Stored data

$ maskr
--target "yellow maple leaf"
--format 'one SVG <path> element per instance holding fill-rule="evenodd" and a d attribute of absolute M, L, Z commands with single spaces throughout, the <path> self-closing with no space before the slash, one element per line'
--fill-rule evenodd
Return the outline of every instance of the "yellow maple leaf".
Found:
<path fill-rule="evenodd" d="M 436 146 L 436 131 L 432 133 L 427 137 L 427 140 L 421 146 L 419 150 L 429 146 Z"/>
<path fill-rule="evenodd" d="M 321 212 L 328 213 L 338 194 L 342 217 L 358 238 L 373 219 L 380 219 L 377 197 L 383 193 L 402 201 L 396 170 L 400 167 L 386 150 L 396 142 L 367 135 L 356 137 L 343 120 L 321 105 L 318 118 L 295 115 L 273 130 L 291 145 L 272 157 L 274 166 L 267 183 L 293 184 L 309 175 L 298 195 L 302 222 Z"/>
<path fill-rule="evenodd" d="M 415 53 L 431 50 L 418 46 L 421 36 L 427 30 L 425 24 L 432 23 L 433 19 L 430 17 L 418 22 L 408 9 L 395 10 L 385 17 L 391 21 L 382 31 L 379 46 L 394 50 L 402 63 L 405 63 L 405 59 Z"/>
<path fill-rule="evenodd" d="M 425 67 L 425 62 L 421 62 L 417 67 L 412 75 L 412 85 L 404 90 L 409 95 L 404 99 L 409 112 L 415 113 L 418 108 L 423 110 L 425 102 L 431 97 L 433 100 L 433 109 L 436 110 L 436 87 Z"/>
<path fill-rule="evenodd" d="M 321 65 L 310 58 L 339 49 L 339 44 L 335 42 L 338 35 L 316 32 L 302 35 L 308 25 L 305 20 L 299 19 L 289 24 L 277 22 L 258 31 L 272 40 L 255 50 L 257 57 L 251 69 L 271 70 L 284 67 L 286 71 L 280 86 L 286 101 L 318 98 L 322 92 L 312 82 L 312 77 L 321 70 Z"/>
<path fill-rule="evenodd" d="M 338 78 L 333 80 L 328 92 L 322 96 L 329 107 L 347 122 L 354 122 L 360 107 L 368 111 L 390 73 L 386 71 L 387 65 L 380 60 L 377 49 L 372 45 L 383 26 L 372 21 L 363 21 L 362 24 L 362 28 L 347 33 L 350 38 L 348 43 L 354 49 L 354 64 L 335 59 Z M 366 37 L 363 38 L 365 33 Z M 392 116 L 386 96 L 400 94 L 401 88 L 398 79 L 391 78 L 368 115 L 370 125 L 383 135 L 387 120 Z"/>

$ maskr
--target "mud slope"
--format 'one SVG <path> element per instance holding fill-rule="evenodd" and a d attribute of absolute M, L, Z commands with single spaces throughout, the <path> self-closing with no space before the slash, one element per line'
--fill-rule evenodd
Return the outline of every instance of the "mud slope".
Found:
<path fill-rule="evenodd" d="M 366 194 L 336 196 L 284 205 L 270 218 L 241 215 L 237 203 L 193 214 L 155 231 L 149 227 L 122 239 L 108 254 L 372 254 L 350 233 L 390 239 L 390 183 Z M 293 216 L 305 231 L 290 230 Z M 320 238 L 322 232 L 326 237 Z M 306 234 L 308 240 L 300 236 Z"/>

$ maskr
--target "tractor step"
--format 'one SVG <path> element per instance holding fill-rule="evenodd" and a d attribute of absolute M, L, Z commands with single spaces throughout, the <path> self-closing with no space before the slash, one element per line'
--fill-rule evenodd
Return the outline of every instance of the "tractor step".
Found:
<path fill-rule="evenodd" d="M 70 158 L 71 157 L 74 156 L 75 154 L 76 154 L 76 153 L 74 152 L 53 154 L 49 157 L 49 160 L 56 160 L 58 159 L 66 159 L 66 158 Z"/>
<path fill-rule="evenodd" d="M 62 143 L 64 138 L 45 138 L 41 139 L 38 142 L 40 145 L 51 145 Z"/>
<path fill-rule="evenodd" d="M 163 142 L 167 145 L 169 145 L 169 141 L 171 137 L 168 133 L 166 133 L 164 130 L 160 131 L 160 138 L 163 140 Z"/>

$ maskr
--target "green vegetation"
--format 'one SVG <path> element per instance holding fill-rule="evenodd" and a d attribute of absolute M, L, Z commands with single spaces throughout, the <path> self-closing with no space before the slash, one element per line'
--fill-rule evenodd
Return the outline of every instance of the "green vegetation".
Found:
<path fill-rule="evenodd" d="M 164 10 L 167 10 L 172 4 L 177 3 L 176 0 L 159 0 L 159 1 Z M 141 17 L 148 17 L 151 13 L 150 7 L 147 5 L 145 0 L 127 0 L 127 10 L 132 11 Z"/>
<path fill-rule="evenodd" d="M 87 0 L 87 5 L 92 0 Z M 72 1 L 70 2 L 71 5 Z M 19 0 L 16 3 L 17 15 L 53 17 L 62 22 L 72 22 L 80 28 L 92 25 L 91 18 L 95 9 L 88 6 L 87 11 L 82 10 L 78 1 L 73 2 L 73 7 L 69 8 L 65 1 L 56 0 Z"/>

- AIM
Return the full listing, character for character.

- OUTPUT OF THE EXERCISE
$ maskr
--target "yellow maple leaf"
--format 'one SVG <path> element per instance holding fill-rule="evenodd" and a d attribute of absolute M, L, Z commands with single spaces throughout, the <path> self-closing with no space before the slash, one element per line'
--fill-rule evenodd
Return the outline of every instance of the "yellow maple leaf".
Found:
<path fill-rule="evenodd" d="M 436 146 L 436 131 L 432 133 L 427 137 L 427 140 L 421 146 L 419 150 L 429 146 Z"/>
<path fill-rule="evenodd" d="M 321 212 L 328 213 L 338 194 L 342 217 L 358 238 L 373 219 L 380 219 L 377 197 L 383 193 L 402 201 L 396 170 L 400 167 L 386 150 L 396 142 L 367 135 L 356 137 L 343 120 L 321 105 L 318 118 L 295 115 L 273 130 L 291 145 L 272 157 L 274 166 L 267 183 L 293 184 L 309 175 L 298 195 L 302 222 Z"/>
<path fill-rule="evenodd" d="M 415 53 L 431 50 L 418 46 L 421 36 L 427 30 L 425 24 L 432 23 L 433 19 L 430 17 L 418 22 L 408 9 L 395 10 L 385 17 L 391 21 L 382 31 L 379 46 L 394 50 L 402 63 L 405 63 L 405 59 Z"/>
<path fill-rule="evenodd" d="M 425 67 L 425 62 L 421 62 L 417 67 L 412 75 L 412 85 L 404 90 L 409 95 L 404 99 L 409 112 L 415 113 L 418 108 L 423 110 L 425 102 L 431 97 L 433 100 L 433 109 L 436 110 L 436 87 Z"/>
<path fill-rule="evenodd" d="M 321 65 L 310 58 L 339 49 L 339 44 L 335 42 L 338 35 L 316 32 L 302 35 L 308 25 L 305 20 L 299 19 L 289 24 L 277 22 L 258 31 L 272 40 L 255 50 L 257 57 L 251 69 L 271 70 L 284 67 L 286 71 L 280 86 L 286 101 L 318 98 L 322 92 L 312 82 L 312 77 L 321 70 Z"/>
<path fill-rule="evenodd" d="M 338 78 L 333 80 L 328 92 L 322 96 L 329 107 L 347 122 L 354 122 L 360 107 L 368 111 L 390 73 L 386 71 L 387 65 L 380 60 L 377 49 L 372 45 L 383 26 L 372 21 L 363 21 L 362 24 L 362 28 L 347 33 L 350 38 L 348 43 L 354 49 L 354 64 L 335 59 Z M 366 37 L 363 38 L 365 33 Z M 392 116 L 386 96 L 400 94 L 401 88 L 398 79 L 391 78 L 368 115 L 370 125 L 383 135 L 387 120 Z"/>

$ maskr
--target "mud slope"
--format 'one SVG <path> element per instance holding fill-rule="evenodd" and a d attribute of absolute M, L, Z commands with single spaces throughout, the <path> self-closing with no space before the slash, one element per line'
--fill-rule evenodd
Return the outline of every instance of the "mud slope".
Found:
<path fill-rule="evenodd" d="M 366 194 L 336 196 L 284 205 L 270 218 L 241 215 L 237 203 L 193 214 L 155 231 L 149 227 L 122 239 L 108 254 L 372 254 L 350 233 L 390 239 L 390 183 Z M 293 216 L 305 231 L 290 230 Z M 320 238 L 322 232 L 326 237 Z M 306 234 L 308 240 L 300 236 Z"/>

$ maskr
--target "tractor step"
--format 'one SVG <path> element per instance holding fill-rule="evenodd" and a d attribute of absolute M, L, Z commands with single spaces throughout, the <path> self-closing with no space before the slash, one element per line'
--fill-rule evenodd
Return the outline of every instance of the "tractor step".
Found:
<path fill-rule="evenodd" d="M 70 158 L 71 157 L 74 156 L 75 154 L 76 154 L 76 153 L 74 152 L 53 154 L 49 157 L 49 160 L 56 160 L 58 159 L 66 159 L 66 158 Z"/>
<path fill-rule="evenodd" d="M 62 143 L 64 138 L 45 138 L 41 139 L 38 142 L 40 145 L 51 145 Z"/>
<path fill-rule="evenodd" d="M 163 142 L 167 145 L 169 145 L 169 141 L 171 137 L 168 133 L 166 133 L 164 130 L 160 131 L 160 138 L 163 140 Z"/>

$ maskr
--target "green vegetation"
--format 'one SVG <path> element per instance holding fill-rule="evenodd" and a d attribute of absolute M, L, Z commands with single spaces throughout, the <path> self-closing with no space before the slash, one element per line'
--fill-rule evenodd
Return the outline of every instance of the "green vegetation".
Found:
<path fill-rule="evenodd" d="M 164 10 L 167 10 L 172 4 L 177 3 L 176 0 L 159 0 L 159 1 Z M 141 17 L 148 17 L 151 13 L 150 7 L 147 5 L 145 0 L 127 0 L 127 10 L 132 11 Z"/>
<path fill-rule="evenodd" d="M 87 0 L 87 5 L 92 0 Z M 72 1 L 70 2 L 71 5 Z M 19 0 L 16 3 L 17 15 L 53 17 L 62 22 L 72 22 L 80 28 L 92 25 L 91 18 L 95 9 L 88 6 L 87 11 L 82 10 L 78 1 L 73 2 L 73 7 L 69 8 L 65 1 L 56 0 Z"/>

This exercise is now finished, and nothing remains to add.